*Task data:*
┄┄┄┄┄┄┄┄┄┄┄┄┄┄┄┄┄┄┄┄
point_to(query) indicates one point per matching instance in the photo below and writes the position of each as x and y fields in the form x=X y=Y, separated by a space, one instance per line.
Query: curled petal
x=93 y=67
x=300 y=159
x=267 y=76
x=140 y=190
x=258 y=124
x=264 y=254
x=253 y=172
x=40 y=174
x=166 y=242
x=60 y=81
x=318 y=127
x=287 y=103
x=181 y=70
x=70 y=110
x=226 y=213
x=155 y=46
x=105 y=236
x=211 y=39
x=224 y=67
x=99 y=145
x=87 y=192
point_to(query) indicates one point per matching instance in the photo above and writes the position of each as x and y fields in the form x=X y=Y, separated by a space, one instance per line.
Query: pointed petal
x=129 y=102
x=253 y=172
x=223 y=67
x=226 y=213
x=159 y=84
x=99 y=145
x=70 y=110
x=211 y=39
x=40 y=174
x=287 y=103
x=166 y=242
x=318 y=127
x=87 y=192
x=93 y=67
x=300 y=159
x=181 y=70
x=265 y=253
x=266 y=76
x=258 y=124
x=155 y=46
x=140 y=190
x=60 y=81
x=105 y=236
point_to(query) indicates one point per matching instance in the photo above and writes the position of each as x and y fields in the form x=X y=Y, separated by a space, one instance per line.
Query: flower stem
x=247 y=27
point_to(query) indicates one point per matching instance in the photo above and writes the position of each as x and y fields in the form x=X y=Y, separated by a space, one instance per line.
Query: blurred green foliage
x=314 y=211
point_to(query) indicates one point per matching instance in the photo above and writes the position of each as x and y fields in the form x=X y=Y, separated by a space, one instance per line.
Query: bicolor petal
┄┄┄┄┄┄┄┄┄┄┄┄┄┄┄┄┄┄┄┄
*Work to be completed:* Output all of the records above once more, line for line and unchanged.

*Exercise response:*
point_to(query) indicates one point per matching instance in the photo below and writes the position of each as x and y fields in the form x=X y=Y, separated by a space, one instance per line.
Query: curled petal
x=93 y=67
x=300 y=159
x=267 y=76
x=140 y=190
x=258 y=124
x=264 y=254
x=253 y=172
x=40 y=174
x=166 y=242
x=60 y=81
x=318 y=127
x=287 y=103
x=181 y=70
x=70 y=110
x=226 y=213
x=155 y=46
x=105 y=236
x=211 y=39
x=224 y=67
x=99 y=145
x=87 y=192
point_to(query) indicates one point per matching instance in the photo above and writes the position of each as x and y fields in the form x=X y=Y, separated by a space, one instance per line.
Query: pointed petal
x=129 y=102
x=253 y=172
x=223 y=67
x=226 y=213
x=159 y=84
x=99 y=145
x=70 y=110
x=211 y=39
x=40 y=174
x=287 y=103
x=166 y=242
x=318 y=127
x=87 y=192
x=93 y=67
x=300 y=159
x=181 y=70
x=265 y=253
x=266 y=76
x=258 y=124
x=155 y=46
x=140 y=190
x=60 y=81
x=105 y=236
point_to(query) indicates one point per matching instance in the photo above and writes the position of each as x and y fields in the form x=X y=Y, separated by a space, one instance per line.
Query: flower stem
x=247 y=27
point_to(query) indicates one point per matching instance in the photo above and writes the position of each as x and y fields in the form x=X y=Y, separated by a space, one instance per line.
Query: blurred green foliage
x=314 y=211
point_to(query) indicates one point per matching instance in the photo above and writes the position of each as x and y fields in the form x=X y=Y, separated by a space, one instance per line.
Query: bicolor petal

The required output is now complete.